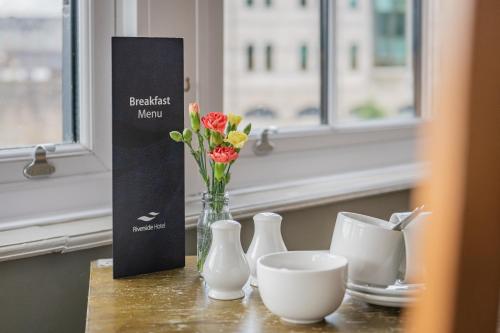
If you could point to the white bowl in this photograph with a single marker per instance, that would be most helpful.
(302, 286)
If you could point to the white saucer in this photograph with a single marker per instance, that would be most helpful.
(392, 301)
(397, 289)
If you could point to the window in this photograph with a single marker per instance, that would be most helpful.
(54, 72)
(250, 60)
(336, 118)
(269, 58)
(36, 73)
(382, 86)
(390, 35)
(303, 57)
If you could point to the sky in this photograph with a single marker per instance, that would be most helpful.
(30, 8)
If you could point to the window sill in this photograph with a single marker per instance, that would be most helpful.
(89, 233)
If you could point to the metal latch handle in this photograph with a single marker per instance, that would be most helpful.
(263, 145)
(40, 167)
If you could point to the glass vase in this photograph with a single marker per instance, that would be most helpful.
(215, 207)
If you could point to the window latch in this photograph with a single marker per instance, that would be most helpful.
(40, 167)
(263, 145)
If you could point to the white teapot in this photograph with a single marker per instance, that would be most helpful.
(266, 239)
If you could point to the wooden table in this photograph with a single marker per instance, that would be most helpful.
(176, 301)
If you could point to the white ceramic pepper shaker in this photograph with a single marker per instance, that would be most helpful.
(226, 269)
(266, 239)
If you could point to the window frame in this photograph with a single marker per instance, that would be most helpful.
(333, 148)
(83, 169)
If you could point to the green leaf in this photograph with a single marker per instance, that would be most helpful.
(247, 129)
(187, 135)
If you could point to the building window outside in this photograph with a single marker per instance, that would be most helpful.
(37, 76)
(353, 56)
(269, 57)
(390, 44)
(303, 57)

• [Work to be completed] Produce a verbatim copy of the lines from the one holding "If you could point to the white ceramic" to the final line of the data, and nothing more.

• [Exercise result]
If you could point to the white ceramic pepper shaker in this photograph with a single marker per instance, that would be most helpful.
(226, 269)
(266, 239)
If you could point to the window frame in this photograph with a single marker per instance, that would be most helpful.
(333, 148)
(83, 169)
If you could point to the green leaf in this photograph with a single marker per instance, that would be most helpful.
(247, 129)
(187, 135)
If you could point to the building window outside in this photograph with a single marker per instance, that would be most helpful.
(37, 76)
(353, 56)
(269, 57)
(390, 44)
(303, 57)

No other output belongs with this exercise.